EXTRACT PROVIDED
-------
The menu of services through Internet access is ambitious, and includes government services, health care, education, market information, financial services and so on. But it’s the lack of basic access, of the “pipes” and “plumbing” for connectivity, that’s the first, most difficult, yet essential step. Until this aspect is in place, getting results in areas such as efficient delivery of electricity, e-governance – including subsidies, education and skills, health care, manufacturing, and so on – is very much more difficult.

These services make up a robust wishlist, although their commercial underpinnings have yet to be designed and spelt out. As regards delivery, significant policy developments were reported last week. The Telecom Commission approved the operation of virtual network operators, allowing for operators who don’t own networks or spectrum. They also recommended lowering spectrum usage charges from five per cent to three per cent of Adjusted Gross Revenues, while the exception of one per cent for Broadband Wireless Access spectrum continues. The bad news was in the Budget for 2016: service tax of 14.5 per cent on spectrum acquisitions, including through auctions.
-------
Phrase grounding data:
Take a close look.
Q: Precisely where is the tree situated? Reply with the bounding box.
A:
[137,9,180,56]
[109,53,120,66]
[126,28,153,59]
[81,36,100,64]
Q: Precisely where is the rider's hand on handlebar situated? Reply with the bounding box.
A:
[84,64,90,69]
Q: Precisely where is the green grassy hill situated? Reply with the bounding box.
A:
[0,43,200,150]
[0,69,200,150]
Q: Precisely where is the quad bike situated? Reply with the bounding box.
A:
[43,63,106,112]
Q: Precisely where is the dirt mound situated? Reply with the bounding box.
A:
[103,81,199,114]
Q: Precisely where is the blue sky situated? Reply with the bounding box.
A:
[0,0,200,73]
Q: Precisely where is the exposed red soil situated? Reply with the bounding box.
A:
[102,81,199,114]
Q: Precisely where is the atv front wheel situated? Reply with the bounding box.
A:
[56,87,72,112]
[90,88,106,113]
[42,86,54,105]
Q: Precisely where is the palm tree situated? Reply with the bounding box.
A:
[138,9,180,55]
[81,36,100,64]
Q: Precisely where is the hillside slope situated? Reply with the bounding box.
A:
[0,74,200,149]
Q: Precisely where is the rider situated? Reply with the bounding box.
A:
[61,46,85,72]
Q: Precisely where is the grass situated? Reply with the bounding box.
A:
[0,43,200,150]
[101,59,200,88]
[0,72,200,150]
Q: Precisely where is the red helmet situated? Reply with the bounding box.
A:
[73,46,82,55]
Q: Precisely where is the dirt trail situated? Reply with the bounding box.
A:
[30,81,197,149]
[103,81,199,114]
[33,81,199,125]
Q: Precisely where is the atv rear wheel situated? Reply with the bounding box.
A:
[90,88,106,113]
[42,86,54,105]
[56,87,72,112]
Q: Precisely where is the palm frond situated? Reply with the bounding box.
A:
-------
ASSIGNMENT
Retype the entire passage on Internet access and telecom policy without changing any words. The lines above are not needed for this.

OUTPUT
The menu of services through Internet access is ambitious, and includes government services, health care, education, market information, financial services and so on. But it’s the lack of basic access, of the “pipes” and “plumbing” for connectivity, that’s the first, most difficult, yet essential step. Until this aspect is in place, getting results in areas such as efficient delivery of electricity, e-governance – including subsidies, education and skills, health care, manufacturing, and so on – is very much more difficult.

These services make up a robust wishlist, although their commercial underpinnings have yet to be designed and spelt out. As regards delivery, significant policy developments were reported last week. The Telecom Commission approved the operation of virtual network operators, allowing for operators who don’t own networks or spectrum. They also recommended lowering spectrum usage charges from five per cent to three per cent of Adjusted Gross Revenues, while the exception of one per cent for Broadband Wireless Access spectrum continues. The bad news was in the Budget for 2016: service tax of 14.5 per cent on spectrum acquisitions, including through auctions.